--- Data extract Enclosed Below ---

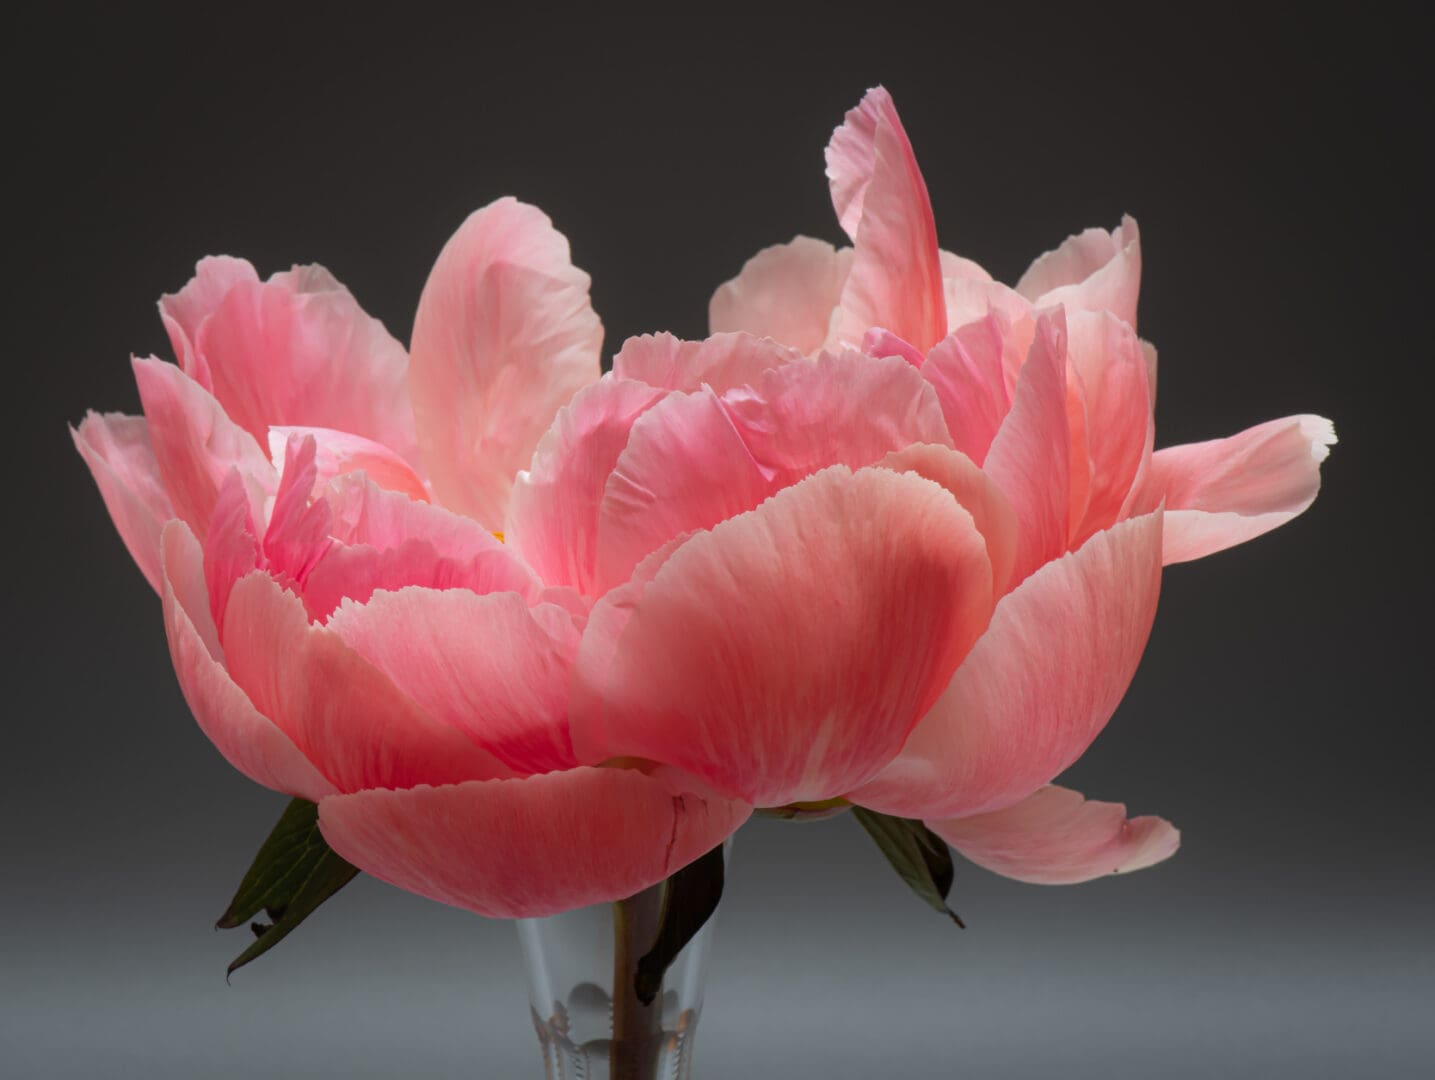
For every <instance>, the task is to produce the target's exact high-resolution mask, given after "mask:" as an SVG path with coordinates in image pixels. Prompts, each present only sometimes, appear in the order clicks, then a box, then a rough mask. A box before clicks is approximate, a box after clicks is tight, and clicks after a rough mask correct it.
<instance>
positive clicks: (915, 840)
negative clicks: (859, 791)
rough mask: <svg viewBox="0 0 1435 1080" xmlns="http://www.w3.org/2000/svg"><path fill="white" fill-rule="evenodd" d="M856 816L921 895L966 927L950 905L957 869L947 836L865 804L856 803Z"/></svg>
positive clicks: (854, 814) (922, 825) (914, 887)
mask: <svg viewBox="0 0 1435 1080" xmlns="http://www.w3.org/2000/svg"><path fill="white" fill-rule="evenodd" d="M852 816H854V818H857V820H858V822H860V823H861V826H862V828H864V829H867V835H868V836H871V838H872V839H874V840H875V842H877V846H878V848H880V849H881V852H883V855H885V856H887V862H890V863H891V865H893V869H894V871H897V873H900V875H901V879H903V881H904V882H907V885H908V886H910V888H911V891H913V892H916V894H917V896H920V898H921V899H923V901H924V902H926V904H927V905H928V906H930V908H933V909H934V911H940V912H941V914H943V915H949V916H950V918H951V921H953V922H956V924H957V925H959V927H963V928H966V924H964V922H963V921H961V918H960V916H959V915H957V912H954V911H953V909H951V908H950V906H947V895H949V894H950V892H951V879H953V876H954V871H953V868H951V852H950V851H947V842H946V840H943V839H941V838H940V836H937V833H934V832H933V830H931V829H928V828H927V826H926V825H923V823H921V822H914V820H910V819H907V818H893V816H890V815H885V813H877V812H875V810H868V809H864V807H861V806H854V807H852Z"/></svg>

--- End of Enclosed Data extract ---

Assigned task: All entries above should be returned exactly, apart from their pictures.

Exercise output:
For every <instance>, the task is to produce the target's exact high-resolution mask, given after "mask:" as an SVG path with coordinates in image pixels. Prompts, each present only sometimes, appear in the order clicks, then a box, then a rough mask. A box before clicks is approximate, a box after clicks is tight, and clicks after a rough mask correct it.
<instance>
positive clicks: (915, 840)
negative clicks: (859, 791)
rough mask: <svg viewBox="0 0 1435 1080" xmlns="http://www.w3.org/2000/svg"><path fill="white" fill-rule="evenodd" d="M856 816L921 895L966 927L950 905L957 869L947 836L865 804L856 803Z"/></svg>
positive clicks: (854, 814) (922, 825) (914, 887)
mask: <svg viewBox="0 0 1435 1080" xmlns="http://www.w3.org/2000/svg"><path fill="white" fill-rule="evenodd" d="M852 816H854V818H857V820H858V822H860V823H861V826H862V828H864V829H867V835H868V836H871V838H872V839H874V840H875V842H877V846H878V848H880V849H881V852H883V855H885V856H887V862H890V863H891V865H893V869H894V871H897V873H900V875H901V879H903V881H904V882H907V885H908V886H910V888H911V891H913V892H916V894H917V896H920V898H921V899H923V901H924V902H926V904H927V905H928V906H930V908H933V909H934V911H940V912H941V914H943V915H949V916H950V918H951V921H953V922H956V924H957V925H959V927H963V928H966V924H964V922H963V921H961V918H960V916H959V915H957V912H954V911H953V909H951V908H950V906H947V895H949V894H950V892H951V879H953V876H954V871H953V868H951V852H950V851H947V842H946V840H943V839H941V838H940V836H937V833H934V832H933V830H931V829H928V828H927V826H926V825H923V823H921V822H914V820H910V819H907V818H893V816H890V815H885V813H877V812H875V810H868V809H864V807H861V806H854V807H852Z"/></svg>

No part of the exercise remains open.